> [Texte étudié]
L’accumulation des AGL semble jouer un
rôle primordial dans la physiopathologie des stéatoses
microvésiculaires.
En effet, en quantité anormalement élevée, ces
dérivés sont toxiques pour les cellules et les mitochondries.
Les mécanismes pouvant être impliqués dans l’inhibition de la
bêta-oxydation mitochondriale des acides gras sont les suivants :
– inhibition ou déficit d’une (ou de plusieurs) enzyme
mitochondriale impliquée dans la bêta-oxydation ;
– déplétion en cofacteurs (carnitine, coenzyme A) indispensables à
la pénétration ou à l’oxydation des acides gras dans les
mitochondries ;
– accumulation dans la mitochondrie de nicotinamide adénosine dinucléotide (NADH) par excès de production ou par blocage de
son oxydation par la chaîne respiratoire ;
– altérations du génome mitochondrial.
Il est important de noter
que ces mécanismes peuvent coexister dans certaines situations.
La compréhension de ces mécanismes d’inhibition de la
bêta-oxydation
mitochondriale nécessite quelques rappels sur les principales
fonctions des mitochondries.
La
bêta-oxydation mitochondriale a pour rôle de dégrader les acides
gras en molécules d’acétyl-coenzyme A à deux carbones (acétyl-CoA) et en « équivalents réduits » (nicotinamide adénine
dinucléotide [NADH] et flavine adénine dinucléotide [FADH2]).
Cette voie métabolique fait intervenir de nombreuses enzymes et
des cofacteurs tels que la L-carnitine et le coenzyme A.
La carnitine est essentielle à la pénétration des acides gras à chaîne
longue dans les mitochondries.
Les équivalents réduits formés
par la bêta-oxydation (et par le cycle de Krebs) doivent être réoxydés
en NAD+ et FAD par la chaîne respiratoire mitochondriale pour
pouvoir être réutilisés dans ces réactions d’oxydoréduction.
En cas
d’altération de la chaîne respiratoire, le NADH peut s’accumuler
dans la mitochondrie, inhibant alors secondairement certaines
enzymes de la bêta-oxydation et du cycle de Krebs.
L’énergie générée
lors de l’oxydation des équivalents réduits par la chaîne respiratoire
permet la phosphorylation de l’acide adénosine diphosphate (ADP)
en acide adénosine triphosphate (ATP) (principal vecteur d’énergie
dans les cellules).
Ce processus métabolique complexe, appelé
phosphorylation oxydative, survient dans la membrane interne des
mitochondries.
Treize protéines impliquées dans la phosphorylation
oxydative sont codées par le génome mitochondrial, une petite
molécule d’acide désoxyribonucléique (ADN) circulaire, présente à
plusieurs centaines de copies dans les cellules (sauf dans les
hématies).
Des altérations de l’ADN mitochondrial (ADNmt)
peuvent aboutir à un dysfonctionnement de la chaîne respiratoire et
de la bêta-oxydation mitochondriale.

> [Entrées présentées]
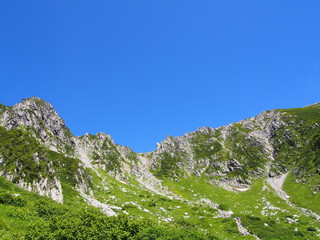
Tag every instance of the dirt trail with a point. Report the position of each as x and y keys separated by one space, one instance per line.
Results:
x=276 y=183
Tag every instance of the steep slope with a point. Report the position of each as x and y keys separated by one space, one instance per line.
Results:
x=211 y=178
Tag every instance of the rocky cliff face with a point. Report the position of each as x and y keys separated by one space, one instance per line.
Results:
x=263 y=146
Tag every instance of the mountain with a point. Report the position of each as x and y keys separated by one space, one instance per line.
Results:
x=255 y=179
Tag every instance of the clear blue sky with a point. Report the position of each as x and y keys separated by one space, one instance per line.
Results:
x=143 y=70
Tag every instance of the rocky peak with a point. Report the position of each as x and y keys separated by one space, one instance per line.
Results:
x=41 y=119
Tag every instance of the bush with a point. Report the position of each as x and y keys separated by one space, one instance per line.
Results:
x=9 y=199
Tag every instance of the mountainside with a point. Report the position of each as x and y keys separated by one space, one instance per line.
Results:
x=255 y=179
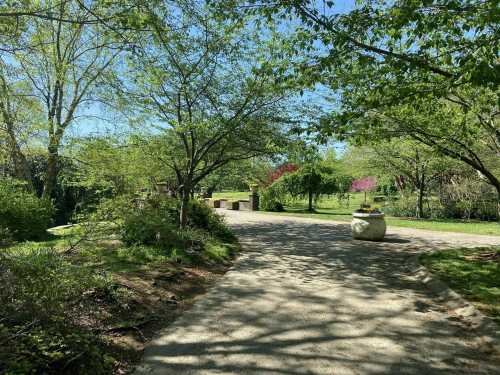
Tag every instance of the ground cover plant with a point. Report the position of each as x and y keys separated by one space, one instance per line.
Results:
x=473 y=273
x=88 y=297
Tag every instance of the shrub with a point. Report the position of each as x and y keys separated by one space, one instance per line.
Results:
x=201 y=216
x=22 y=213
x=271 y=198
x=155 y=221
x=41 y=303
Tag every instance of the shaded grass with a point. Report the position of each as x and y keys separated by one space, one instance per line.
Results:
x=328 y=208
x=474 y=273
x=232 y=195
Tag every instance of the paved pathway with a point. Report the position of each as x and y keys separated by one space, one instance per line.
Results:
x=304 y=298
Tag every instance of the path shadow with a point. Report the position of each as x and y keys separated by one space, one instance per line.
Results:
x=305 y=298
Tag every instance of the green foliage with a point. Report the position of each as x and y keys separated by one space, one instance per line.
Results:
x=40 y=302
x=201 y=216
x=473 y=273
x=155 y=220
x=22 y=214
x=272 y=197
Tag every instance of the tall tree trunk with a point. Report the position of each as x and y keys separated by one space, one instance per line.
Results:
x=498 y=202
x=185 y=194
x=420 y=202
x=51 y=173
x=21 y=167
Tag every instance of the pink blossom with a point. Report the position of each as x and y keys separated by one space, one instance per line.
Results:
x=364 y=184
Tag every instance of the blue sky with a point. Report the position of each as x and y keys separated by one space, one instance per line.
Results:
x=101 y=120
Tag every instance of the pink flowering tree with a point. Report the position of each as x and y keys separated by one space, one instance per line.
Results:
x=364 y=184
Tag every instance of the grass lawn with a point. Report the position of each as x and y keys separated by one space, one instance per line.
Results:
x=108 y=296
x=329 y=208
x=474 y=273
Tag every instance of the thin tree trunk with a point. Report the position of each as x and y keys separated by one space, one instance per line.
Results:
x=498 y=202
x=51 y=174
x=184 y=206
x=21 y=167
x=420 y=202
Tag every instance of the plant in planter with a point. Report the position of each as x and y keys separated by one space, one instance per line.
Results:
x=367 y=223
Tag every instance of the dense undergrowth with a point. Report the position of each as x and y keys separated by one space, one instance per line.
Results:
x=66 y=300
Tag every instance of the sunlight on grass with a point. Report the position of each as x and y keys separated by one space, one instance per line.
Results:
x=329 y=208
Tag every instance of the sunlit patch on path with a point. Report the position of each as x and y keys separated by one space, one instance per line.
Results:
x=304 y=298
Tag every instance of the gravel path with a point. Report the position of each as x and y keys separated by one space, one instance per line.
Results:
x=304 y=298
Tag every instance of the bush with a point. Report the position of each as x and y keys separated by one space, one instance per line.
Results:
x=272 y=197
x=41 y=303
x=155 y=221
x=22 y=214
x=201 y=216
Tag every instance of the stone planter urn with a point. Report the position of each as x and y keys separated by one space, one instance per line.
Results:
x=368 y=226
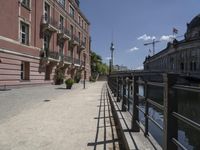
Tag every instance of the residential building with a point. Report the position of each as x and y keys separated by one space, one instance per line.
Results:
x=120 y=68
x=181 y=57
x=37 y=37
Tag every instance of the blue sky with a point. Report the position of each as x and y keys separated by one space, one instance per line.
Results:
x=131 y=19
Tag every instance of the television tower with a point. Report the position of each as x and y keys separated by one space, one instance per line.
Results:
x=112 y=51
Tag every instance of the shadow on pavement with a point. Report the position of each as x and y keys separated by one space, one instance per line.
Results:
x=106 y=135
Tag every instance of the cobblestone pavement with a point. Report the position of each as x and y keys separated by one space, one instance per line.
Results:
x=53 y=118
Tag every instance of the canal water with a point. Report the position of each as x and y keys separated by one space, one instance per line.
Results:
x=188 y=106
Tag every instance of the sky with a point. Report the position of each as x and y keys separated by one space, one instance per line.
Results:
x=131 y=23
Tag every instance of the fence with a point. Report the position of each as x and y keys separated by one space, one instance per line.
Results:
x=125 y=87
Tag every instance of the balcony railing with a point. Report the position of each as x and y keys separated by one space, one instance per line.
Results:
x=67 y=32
x=46 y=53
x=76 y=39
x=77 y=61
x=68 y=59
x=49 y=22
x=53 y=55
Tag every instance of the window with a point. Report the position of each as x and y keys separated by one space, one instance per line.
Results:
x=46 y=41
x=79 y=55
x=25 y=69
x=85 y=40
x=24 y=33
x=82 y=24
x=61 y=46
x=85 y=26
x=79 y=36
x=26 y=3
x=46 y=12
x=79 y=20
x=61 y=22
x=71 y=11
x=72 y=30
x=182 y=66
x=62 y=2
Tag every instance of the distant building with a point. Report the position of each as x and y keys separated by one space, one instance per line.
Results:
x=39 y=36
x=120 y=68
x=181 y=57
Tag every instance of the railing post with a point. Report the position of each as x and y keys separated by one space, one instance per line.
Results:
x=170 y=105
x=123 y=96
x=146 y=109
x=135 y=118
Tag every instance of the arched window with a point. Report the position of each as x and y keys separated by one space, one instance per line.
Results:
x=182 y=66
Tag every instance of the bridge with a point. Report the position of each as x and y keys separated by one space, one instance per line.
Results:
x=131 y=110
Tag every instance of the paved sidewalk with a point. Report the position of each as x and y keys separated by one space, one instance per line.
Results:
x=69 y=121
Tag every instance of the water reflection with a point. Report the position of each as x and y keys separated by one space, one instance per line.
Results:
x=188 y=106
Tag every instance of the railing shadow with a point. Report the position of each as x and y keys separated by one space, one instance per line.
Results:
x=106 y=134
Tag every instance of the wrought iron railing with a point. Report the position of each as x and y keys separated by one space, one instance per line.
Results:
x=125 y=87
x=77 y=61
x=68 y=59
x=49 y=20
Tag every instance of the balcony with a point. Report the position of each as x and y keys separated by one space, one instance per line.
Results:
x=74 y=40
x=63 y=34
x=68 y=59
x=77 y=61
x=50 y=55
x=48 y=23
x=82 y=45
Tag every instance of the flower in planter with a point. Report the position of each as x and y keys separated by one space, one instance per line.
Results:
x=69 y=82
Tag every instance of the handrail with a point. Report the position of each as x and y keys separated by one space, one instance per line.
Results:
x=187 y=121
x=118 y=82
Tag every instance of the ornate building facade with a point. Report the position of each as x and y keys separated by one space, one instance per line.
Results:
x=181 y=57
x=38 y=37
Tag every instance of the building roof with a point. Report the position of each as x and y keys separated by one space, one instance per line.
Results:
x=195 y=22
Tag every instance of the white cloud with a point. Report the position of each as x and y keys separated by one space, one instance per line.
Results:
x=167 y=38
x=146 y=37
x=133 y=49
x=139 y=68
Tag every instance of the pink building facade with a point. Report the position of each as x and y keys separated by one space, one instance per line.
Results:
x=38 y=37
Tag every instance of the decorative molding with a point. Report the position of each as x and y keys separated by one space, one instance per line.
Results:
x=17 y=53
x=17 y=42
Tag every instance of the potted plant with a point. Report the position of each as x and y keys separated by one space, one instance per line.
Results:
x=77 y=77
x=59 y=77
x=69 y=82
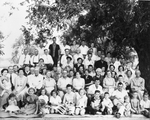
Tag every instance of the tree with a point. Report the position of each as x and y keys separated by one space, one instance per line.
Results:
x=117 y=23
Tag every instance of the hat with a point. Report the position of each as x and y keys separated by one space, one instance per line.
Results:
x=68 y=57
x=30 y=89
x=98 y=70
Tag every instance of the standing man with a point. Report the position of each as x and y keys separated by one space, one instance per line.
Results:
x=54 y=51
x=24 y=59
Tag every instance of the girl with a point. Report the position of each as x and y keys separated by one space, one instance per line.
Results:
x=81 y=102
x=127 y=105
x=49 y=83
x=55 y=101
x=78 y=82
x=135 y=103
x=106 y=105
x=31 y=101
x=43 y=98
x=7 y=86
x=12 y=107
x=145 y=105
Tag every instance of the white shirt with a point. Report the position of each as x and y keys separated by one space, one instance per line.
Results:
x=36 y=81
x=62 y=48
x=44 y=97
x=40 y=50
x=64 y=59
x=56 y=100
x=84 y=49
x=92 y=89
x=78 y=83
x=145 y=104
x=34 y=59
x=76 y=56
x=120 y=94
x=107 y=103
x=63 y=82
x=14 y=76
x=24 y=59
x=47 y=59
x=88 y=62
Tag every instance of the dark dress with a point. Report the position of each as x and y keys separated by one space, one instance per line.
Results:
x=54 y=53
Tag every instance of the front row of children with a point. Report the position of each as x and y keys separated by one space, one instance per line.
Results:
x=77 y=103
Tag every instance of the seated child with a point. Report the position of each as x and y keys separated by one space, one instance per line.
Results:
x=81 y=102
x=55 y=101
x=127 y=106
x=12 y=107
x=32 y=103
x=7 y=86
x=43 y=102
x=69 y=100
x=135 y=103
x=106 y=105
x=145 y=105
x=95 y=104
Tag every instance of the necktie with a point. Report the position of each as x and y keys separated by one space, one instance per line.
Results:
x=12 y=87
x=24 y=59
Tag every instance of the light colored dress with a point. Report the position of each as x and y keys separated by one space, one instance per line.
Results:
x=30 y=106
x=49 y=84
x=12 y=107
x=20 y=82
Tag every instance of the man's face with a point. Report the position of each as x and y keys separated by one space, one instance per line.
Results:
x=65 y=74
x=69 y=89
x=120 y=87
x=10 y=69
x=36 y=52
x=36 y=72
x=25 y=52
x=46 y=52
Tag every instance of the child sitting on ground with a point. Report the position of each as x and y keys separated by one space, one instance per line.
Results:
x=12 y=107
x=69 y=100
x=145 y=105
x=95 y=104
x=135 y=103
x=55 y=101
x=43 y=102
x=81 y=102
x=127 y=105
x=106 y=105
x=6 y=85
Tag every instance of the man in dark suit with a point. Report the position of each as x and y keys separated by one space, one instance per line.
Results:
x=54 y=51
x=101 y=63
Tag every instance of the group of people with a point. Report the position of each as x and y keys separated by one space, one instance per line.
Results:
x=73 y=80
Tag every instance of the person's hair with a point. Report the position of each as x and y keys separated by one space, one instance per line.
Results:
x=145 y=94
x=97 y=91
x=120 y=67
x=41 y=59
x=4 y=70
x=22 y=70
x=69 y=86
x=81 y=89
x=129 y=71
x=106 y=93
x=120 y=83
x=53 y=91
x=16 y=66
x=79 y=59
x=11 y=95
x=90 y=66
x=112 y=65
x=44 y=90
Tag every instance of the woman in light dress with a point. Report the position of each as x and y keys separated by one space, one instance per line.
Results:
x=20 y=85
x=109 y=83
x=49 y=83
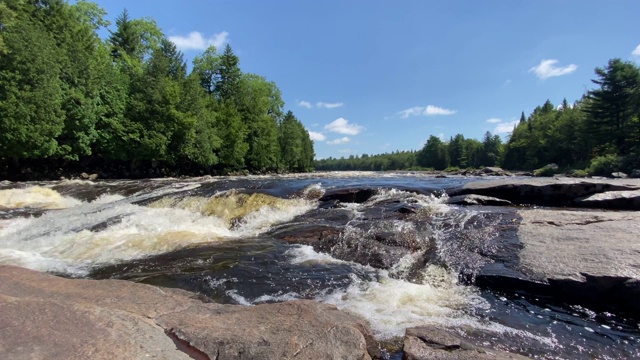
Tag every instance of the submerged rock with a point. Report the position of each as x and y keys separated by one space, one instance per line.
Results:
x=473 y=199
x=55 y=318
x=545 y=191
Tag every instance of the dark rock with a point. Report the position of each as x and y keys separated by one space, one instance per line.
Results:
x=348 y=195
x=545 y=191
x=424 y=342
x=622 y=200
x=56 y=318
x=473 y=199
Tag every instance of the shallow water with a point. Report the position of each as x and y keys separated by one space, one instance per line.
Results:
x=216 y=236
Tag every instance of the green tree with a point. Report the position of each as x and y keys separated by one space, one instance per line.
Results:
x=31 y=92
x=613 y=107
x=228 y=85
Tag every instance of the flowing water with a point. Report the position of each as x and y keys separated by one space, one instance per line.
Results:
x=399 y=257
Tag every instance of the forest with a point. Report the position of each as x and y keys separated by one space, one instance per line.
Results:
x=130 y=103
x=597 y=135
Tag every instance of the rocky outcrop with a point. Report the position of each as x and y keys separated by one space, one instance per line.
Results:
x=473 y=199
x=426 y=343
x=589 y=258
x=611 y=200
x=548 y=191
x=47 y=317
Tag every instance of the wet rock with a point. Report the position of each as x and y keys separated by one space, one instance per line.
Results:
x=588 y=258
x=56 y=318
x=421 y=343
x=545 y=191
x=625 y=200
x=473 y=199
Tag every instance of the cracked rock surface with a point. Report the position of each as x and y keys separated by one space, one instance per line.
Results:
x=48 y=317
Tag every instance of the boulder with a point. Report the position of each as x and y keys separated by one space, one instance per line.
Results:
x=56 y=318
x=544 y=191
x=425 y=343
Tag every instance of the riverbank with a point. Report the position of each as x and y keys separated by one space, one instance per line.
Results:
x=510 y=263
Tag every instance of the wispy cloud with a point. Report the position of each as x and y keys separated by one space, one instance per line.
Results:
x=429 y=110
x=406 y=113
x=321 y=104
x=435 y=110
x=343 y=140
x=547 y=68
x=304 y=103
x=342 y=126
x=196 y=41
x=316 y=136
x=505 y=127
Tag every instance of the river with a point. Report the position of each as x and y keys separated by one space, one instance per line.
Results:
x=398 y=257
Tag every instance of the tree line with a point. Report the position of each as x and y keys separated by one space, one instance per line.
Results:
x=69 y=98
x=597 y=135
x=457 y=153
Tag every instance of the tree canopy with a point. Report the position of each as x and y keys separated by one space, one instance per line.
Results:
x=69 y=97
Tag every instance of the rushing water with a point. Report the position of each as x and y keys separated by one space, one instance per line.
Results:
x=223 y=238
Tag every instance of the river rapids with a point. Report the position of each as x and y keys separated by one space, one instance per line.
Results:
x=384 y=246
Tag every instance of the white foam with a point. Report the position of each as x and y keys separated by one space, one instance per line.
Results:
x=63 y=241
x=304 y=254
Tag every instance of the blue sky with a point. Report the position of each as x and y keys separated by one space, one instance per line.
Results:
x=379 y=76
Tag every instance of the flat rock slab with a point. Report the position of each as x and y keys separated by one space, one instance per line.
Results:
x=561 y=244
x=47 y=317
x=547 y=191
x=589 y=258
x=426 y=343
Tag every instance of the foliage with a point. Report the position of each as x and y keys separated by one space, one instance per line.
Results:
x=604 y=165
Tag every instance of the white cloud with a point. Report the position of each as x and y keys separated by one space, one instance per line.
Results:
x=343 y=140
x=316 y=136
x=342 y=126
x=196 y=41
x=328 y=105
x=504 y=128
x=547 y=68
x=305 y=104
x=429 y=110
x=435 y=110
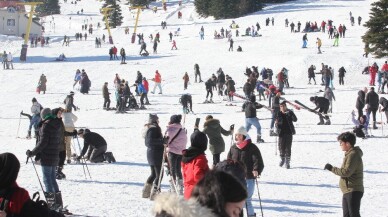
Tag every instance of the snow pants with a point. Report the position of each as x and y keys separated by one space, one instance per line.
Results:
x=351 y=203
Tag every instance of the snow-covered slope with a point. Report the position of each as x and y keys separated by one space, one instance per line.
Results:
x=115 y=189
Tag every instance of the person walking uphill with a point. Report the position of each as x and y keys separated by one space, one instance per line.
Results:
x=285 y=126
x=351 y=175
x=213 y=130
x=47 y=149
x=155 y=150
x=194 y=162
x=249 y=154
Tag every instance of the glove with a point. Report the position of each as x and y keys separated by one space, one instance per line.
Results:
x=29 y=153
x=328 y=167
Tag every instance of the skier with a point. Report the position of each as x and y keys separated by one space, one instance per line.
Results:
x=176 y=143
x=105 y=95
x=35 y=119
x=94 y=144
x=304 y=41
x=372 y=102
x=351 y=169
x=251 y=117
x=48 y=149
x=42 y=84
x=285 y=130
x=323 y=105
x=158 y=80
x=197 y=73
x=213 y=129
x=209 y=90
x=249 y=154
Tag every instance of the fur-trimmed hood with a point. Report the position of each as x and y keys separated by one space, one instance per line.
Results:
x=176 y=206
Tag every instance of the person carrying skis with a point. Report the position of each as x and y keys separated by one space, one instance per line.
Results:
x=250 y=107
x=249 y=154
x=323 y=105
x=176 y=143
x=285 y=130
x=213 y=129
x=351 y=174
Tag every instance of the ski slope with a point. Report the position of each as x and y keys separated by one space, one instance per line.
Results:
x=305 y=190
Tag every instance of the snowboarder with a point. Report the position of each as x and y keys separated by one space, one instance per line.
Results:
x=323 y=105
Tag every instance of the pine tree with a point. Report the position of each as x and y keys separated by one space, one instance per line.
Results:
x=48 y=7
x=376 y=37
x=114 y=16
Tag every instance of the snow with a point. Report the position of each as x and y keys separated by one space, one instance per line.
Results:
x=115 y=189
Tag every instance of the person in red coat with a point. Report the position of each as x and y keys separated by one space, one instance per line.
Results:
x=194 y=162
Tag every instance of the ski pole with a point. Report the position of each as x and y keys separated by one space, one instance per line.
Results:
x=37 y=175
x=20 y=118
x=258 y=193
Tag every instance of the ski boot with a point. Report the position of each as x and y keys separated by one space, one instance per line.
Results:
x=282 y=161
x=259 y=139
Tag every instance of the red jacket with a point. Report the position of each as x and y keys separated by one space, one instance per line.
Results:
x=193 y=171
x=158 y=77
x=19 y=197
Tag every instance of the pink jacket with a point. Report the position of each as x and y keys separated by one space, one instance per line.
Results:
x=179 y=143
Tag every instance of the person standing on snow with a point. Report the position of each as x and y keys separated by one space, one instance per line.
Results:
x=351 y=174
x=158 y=80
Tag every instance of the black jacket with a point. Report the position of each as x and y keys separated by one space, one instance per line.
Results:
x=154 y=143
x=372 y=99
x=360 y=103
x=93 y=140
x=290 y=118
x=249 y=156
x=50 y=136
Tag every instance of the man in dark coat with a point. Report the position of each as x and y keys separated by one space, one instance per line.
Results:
x=372 y=102
x=94 y=144
x=323 y=105
x=284 y=122
x=47 y=150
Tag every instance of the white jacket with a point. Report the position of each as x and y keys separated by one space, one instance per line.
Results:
x=69 y=119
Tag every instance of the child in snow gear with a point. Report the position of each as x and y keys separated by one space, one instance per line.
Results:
x=194 y=162
x=94 y=144
x=285 y=130
x=251 y=117
x=155 y=151
x=351 y=174
x=323 y=105
x=249 y=154
x=213 y=129
x=185 y=101
x=14 y=200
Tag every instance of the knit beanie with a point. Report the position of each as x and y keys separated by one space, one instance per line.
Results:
x=9 y=169
x=199 y=140
x=45 y=112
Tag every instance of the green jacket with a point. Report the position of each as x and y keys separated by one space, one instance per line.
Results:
x=213 y=130
x=351 y=171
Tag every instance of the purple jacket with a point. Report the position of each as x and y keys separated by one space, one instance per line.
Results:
x=179 y=143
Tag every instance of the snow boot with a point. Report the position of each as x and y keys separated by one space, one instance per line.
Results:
x=50 y=198
x=147 y=190
x=259 y=140
x=282 y=161
x=374 y=125
x=288 y=159
x=155 y=191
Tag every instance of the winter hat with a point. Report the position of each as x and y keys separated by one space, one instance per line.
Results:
x=242 y=131
x=199 y=140
x=45 y=112
x=175 y=119
x=9 y=169
x=153 y=118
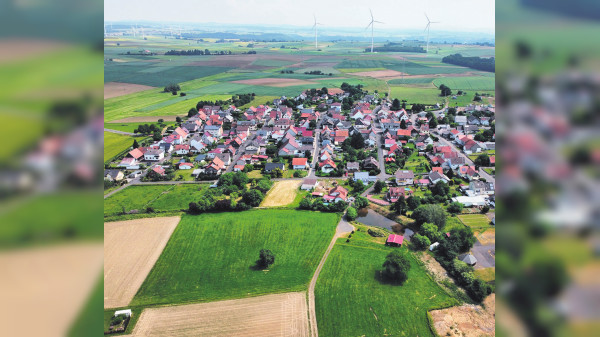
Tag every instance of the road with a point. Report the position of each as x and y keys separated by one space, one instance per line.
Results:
x=468 y=160
x=342 y=228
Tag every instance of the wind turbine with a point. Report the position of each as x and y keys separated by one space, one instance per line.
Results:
x=429 y=22
x=371 y=24
x=315 y=28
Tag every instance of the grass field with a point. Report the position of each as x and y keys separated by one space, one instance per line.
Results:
x=211 y=256
x=133 y=197
x=115 y=144
x=475 y=220
x=350 y=301
x=471 y=83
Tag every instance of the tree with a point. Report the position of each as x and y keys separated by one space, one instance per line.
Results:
x=430 y=213
x=400 y=206
x=420 y=242
x=482 y=160
x=440 y=188
x=379 y=185
x=455 y=207
x=252 y=197
x=431 y=231
x=351 y=213
x=357 y=141
x=361 y=202
x=396 y=267
x=413 y=202
x=265 y=258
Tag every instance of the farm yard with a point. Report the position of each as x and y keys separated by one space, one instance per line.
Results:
x=191 y=268
x=282 y=193
x=131 y=249
x=350 y=301
x=269 y=315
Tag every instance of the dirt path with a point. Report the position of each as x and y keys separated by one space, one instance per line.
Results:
x=342 y=228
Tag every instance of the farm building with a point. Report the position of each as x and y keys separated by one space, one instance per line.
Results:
x=395 y=240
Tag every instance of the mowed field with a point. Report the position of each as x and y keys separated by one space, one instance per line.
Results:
x=282 y=193
x=212 y=256
x=114 y=144
x=130 y=250
x=270 y=315
x=351 y=301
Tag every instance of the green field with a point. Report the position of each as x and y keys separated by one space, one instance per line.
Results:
x=133 y=197
x=350 y=301
x=115 y=144
x=472 y=83
x=211 y=256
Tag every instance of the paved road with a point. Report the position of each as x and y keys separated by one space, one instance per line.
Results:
x=468 y=160
x=342 y=228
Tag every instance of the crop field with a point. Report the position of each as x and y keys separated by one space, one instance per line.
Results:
x=114 y=144
x=212 y=256
x=475 y=220
x=133 y=197
x=269 y=315
x=131 y=249
x=467 y=83
x=351 y=301
x=282 y=193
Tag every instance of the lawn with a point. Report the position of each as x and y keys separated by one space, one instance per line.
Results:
x=133 y=197
x=475 y=220
x=115 y=144
x=350 y=301
x=179 y=197
x=211 y=256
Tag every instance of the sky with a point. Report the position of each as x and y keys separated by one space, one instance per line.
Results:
x=454 y=15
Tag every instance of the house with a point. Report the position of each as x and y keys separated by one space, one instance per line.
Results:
x=113 y=175
x=300 y=163
x=336 y=194
x=352 y=166
x=404 y=177
x=364 y=177
x=370 y=163
x=327 y=166
x=468 y=259
x=269 y=167
x=186 y=166
x=394 y=193
x=309 y=184
x=394 y=240
x=154 y=155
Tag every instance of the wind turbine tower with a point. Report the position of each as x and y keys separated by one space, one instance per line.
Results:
x=429 y=22
x=372 y=24
x=315 y=29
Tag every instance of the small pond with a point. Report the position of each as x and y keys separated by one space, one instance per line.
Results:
x=369 y=217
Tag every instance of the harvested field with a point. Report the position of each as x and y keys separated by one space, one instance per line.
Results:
x=116 y=89
x=270 y=315
x=275 y=82
x=146 y=119
x=379 y=73
x=130 y=250
x=467 y=320
x=50 y=283
x=282 y=193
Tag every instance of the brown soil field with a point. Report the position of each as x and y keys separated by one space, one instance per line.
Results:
x=115 y=89
x=467 y=320
x=51 y=284
x=146 y=119
x=130 y=250
x=270 y=315
x=275 y=82
x=282 y=193
x=379 y=73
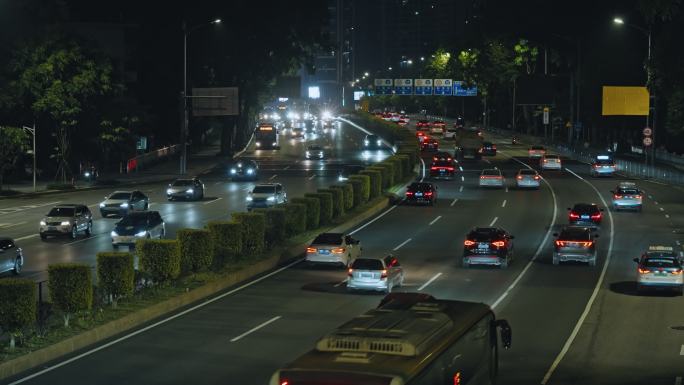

> [Consignes à suivre]
• a. Indiquez si chacune des affirmations suivantes concorde avec le texte étudié, en répondant par oui ou par non et en citant textuellement les mots décisifs : (i) la carnitine est indispensable à l'entrée des acides gras à chaîne longue dans les mitochondries ; (ii) la phosphorylation oxydative se déroule dans la membrane externe des mitochondries ; (iii) le génome mitochondrial code vingt protéines impliquées dans la phosphorylation oxydative.
• b. D'après le texte étudié, quelles cellules font exception à la présence de plusieurs centaines de copies du génome mitochondrial ?
• c. Prolongez le texte sur la bêta-oxydation mitochondriale à partir de sa dernière phrase.

> [Réponses successives]
• a.
(i) Oui : « La carnitine est essentielle à la pénétration des acides gras à chaîne longue dans les mitochondries. »
(ii) Non : « Ce processus métabolique complexe, appelé phosphorylation oxydative, survient dans la membrane interne des mitochondries. »
(iii) Non : « Treize protéines impliquées dans la phosphorylation oxydative sont codées par le génome mitochondrial »

• b. Les hématies.

• c.
La
bêta-oxydation mitochondriale des acides gras est une source
primordiale d’énergie pour l’organisme, particulièrement chez les
nouveau-nés et en période de jeûne.
Lors d’un jeûne, les
réserves de glucides (glycogène) sont rapidement épuisées et
l’organisme utilise alors les lipides comme source d’énergie.
En effet,
la diminution des taux sanguins d’insuline s’accompagne d’une
dégradation des graisses contenues dans le tissu adipeux (ie lipolyse
périphérique), provoquant ainsi la libération d’une quantité
importante d’acides gras dans la circulation sanguine.
Dans le foie,
les molécules d’acétyl-CoA provenant de la bêta-oxydation de ces
acides gras permettent la formation de corps cétoniques, libérés dans
la circulation sanguine et utilisés préférentiellement comme substrats
énergétiques dans certains tissus extrahépatiques (muscles, coeur,
reins, cerveau).
La
bêta-oxydation des acides gras dans le foie stimule
la synthèse de glucose à partir de certains dérivés endogènes (lactate
et alanine principalement).
Une inhibition de la
bêta-oxydation
mitochondriale dans le foie peut donc entraîner un déficit
énergétique dans les hépatocytes, mais aussi dans certains tissus
extrahépatiques du fait de la baisse de production des corps
cétoniques et du glucose.
Les conséquences de l’inhibition de la
bêta-oxydation mitochondriale hépatique sont plus marquées lors
d’une diminution de prise alimentaire ou d’un jeûne (liée à une
infection par exemple).
Étiologie
:
A - STÉATOSES MICROVÉSICULAIRES
D’ORIGINE MÉDICAMENTEUSE
:
De nombreux médicaments peuvent induire chez l’homme une
stéatose microvésiculaire hépatique.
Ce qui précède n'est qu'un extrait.